● **Material for this exercise**:
────────────────────

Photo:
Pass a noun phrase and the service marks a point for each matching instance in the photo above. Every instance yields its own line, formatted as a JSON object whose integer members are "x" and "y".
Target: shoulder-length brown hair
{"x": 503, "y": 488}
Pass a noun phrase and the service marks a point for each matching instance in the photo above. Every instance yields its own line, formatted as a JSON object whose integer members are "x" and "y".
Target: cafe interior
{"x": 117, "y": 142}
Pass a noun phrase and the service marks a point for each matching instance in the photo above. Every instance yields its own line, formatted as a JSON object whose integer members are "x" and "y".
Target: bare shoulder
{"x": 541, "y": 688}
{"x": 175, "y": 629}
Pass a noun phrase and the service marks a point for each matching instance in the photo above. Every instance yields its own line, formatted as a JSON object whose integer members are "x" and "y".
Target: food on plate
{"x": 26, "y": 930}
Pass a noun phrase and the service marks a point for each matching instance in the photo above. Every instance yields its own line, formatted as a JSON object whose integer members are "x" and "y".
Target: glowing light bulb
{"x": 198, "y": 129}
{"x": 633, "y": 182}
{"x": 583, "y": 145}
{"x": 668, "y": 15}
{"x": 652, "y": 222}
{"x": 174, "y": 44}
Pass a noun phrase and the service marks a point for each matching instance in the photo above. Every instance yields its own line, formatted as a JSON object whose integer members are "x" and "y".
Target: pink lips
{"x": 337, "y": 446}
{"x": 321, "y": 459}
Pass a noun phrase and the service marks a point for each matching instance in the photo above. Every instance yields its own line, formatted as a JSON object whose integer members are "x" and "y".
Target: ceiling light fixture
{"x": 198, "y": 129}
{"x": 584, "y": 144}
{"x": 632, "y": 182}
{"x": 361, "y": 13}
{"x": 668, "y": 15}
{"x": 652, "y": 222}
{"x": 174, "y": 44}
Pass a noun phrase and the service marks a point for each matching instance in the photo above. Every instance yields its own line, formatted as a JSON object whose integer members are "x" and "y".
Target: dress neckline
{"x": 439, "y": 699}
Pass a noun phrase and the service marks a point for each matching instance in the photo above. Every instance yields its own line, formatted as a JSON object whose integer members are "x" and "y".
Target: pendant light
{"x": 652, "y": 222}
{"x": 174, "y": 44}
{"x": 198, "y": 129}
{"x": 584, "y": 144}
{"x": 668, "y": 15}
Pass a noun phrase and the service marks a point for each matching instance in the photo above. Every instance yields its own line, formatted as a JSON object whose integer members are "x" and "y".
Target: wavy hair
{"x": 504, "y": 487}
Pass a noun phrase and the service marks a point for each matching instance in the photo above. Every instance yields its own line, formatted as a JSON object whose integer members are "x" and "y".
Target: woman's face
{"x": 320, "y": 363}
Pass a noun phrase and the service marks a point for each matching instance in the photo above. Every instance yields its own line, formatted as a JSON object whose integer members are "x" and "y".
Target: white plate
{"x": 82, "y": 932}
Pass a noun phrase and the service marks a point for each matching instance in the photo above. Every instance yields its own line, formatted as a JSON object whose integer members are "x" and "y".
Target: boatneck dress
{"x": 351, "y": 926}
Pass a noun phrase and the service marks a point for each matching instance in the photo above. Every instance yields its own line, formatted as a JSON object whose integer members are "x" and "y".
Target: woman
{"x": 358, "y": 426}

────────────────────

● **Given task**: Using the listing above, retype each line exactly.

● **Output below**:
Photo:
Pass a noun phrase and the service marks a point for each matching instance in the photo above. Every instance yields its own line, formatted as a JSON object whose integer members are "x" and "y".
Target: shoulder-length brown hair
{"x": 503, "y": 488}
Pass a noun phrase and the service marks a point for each matching instance in the photo above. Every instance yields its own line, formatted as a JSON object whose integer members are "x" and "y".
Target: cafe interior
{"x": 117, "y": 142}
Pass a noun phrase and the service marks a point for each matching instance in the photo above. Every instance yields its own line, formatted as a JSON object whose integer members are "x" and "y".
Target: bare shoulder
{"x": 541, "y": 688}
{"x": 175, "y": 629}
Pass a noun phrase and the service marks a point for each matching instance in the photo above. Every instance yields its own line, formatted as a JSON object whose integer members are "x" and "y".
Target: food on plate
{"x": 26, "y": 930}
Pass a noun phrase and the service marks a point for each matching instance in the photo above. Every instance yields its own line, formatted as a JSON object whose integer members are "x" and "y".
Target: glowing light bulb
{"x": 198, "y": 129}
{"x": 633, "y": 182}
{"x": 583, "y": 145}
{"x": 668, "y": 15}
{"x": 652, "y": 222}
{"x": 174, "y": 44}
Pass a noun phrase and the service marks a point for each matching instance in the photo above. Every instance yields its own line, formatted as a JSON object whose integer members are "x" and "y".
Target: pink lips
{"x": 337, "y": 446}
{"x": 321, "y": 459}
Pass a noun phrase and the service marks a point for each matching instance in the photo above. Every instance yields its own line, formatted as a JSON object whose integer members are "x" and "y".
Target: ceiling light fixture
{"x": 198, "y": 129}
{"x": 584, "y": 144}
{"x": 632, "y": 182}
{"x": 361, "y": 13}
{"x": 668, "y": 15}
{"x": 652, "y": 222}
{"x": 174, "y": 44}
Pass a noun phrase and the service marks a point for each matching instance in the photo above. Every instance yields its own line, formatted as a JSON object whose integer members are "x" and "y".
Target: dress neckline
{"x": 439, "y": 699}
Pass a noun phrase and the service marks a point for each matching instance in the photo above. Every instance yields its own line, formatted as a JSON object whose integer members are "x" and "y".
Target: pendant light
{"x": 652, "y": 222}
{"x": 174, "y": 44}
{"x": 198, "y": 129}
{"x": 584, "y": 144}
{"x": 668, "y": 15}
Pass a noun phrase and the service marks a point for each matching instance in the photo above. Every instance yields its own line, formatted as a JSON object whose integer members are "x" and "y".
Target: wavy hair
{"x": 504, "y": 487}
Pass a noun phrase and the service marks a point for each matching instance in the photo above. Every instance yields its own line, formatted as a JSON object whose integer members are "x" and "y".
Target: woman's face
{"x": 320, "y": 363}
Pass a noun phrase and the service marks a point for each matching instance in the photo above. Every instance yields its own line, formatted as a JSON object whose integer members are "x" and "y".
Target: white plate
{"x": 82, "y": 932}
Pass a noun phrase and the service marks a point for each matching instance in the photo above. Every instance yields its own line, formatted as a JSON object whose integer members are "x" and "y".
Target: boatneck dress
{"x": 351, "y": 926}
Pass a noun phrase and the service marks a point for each matching instance in the photo above. Every instance yields its own line, formatted as a JSON object whose integer members are "x" and "y".
Target: woman
{"x": 358, "y": 426}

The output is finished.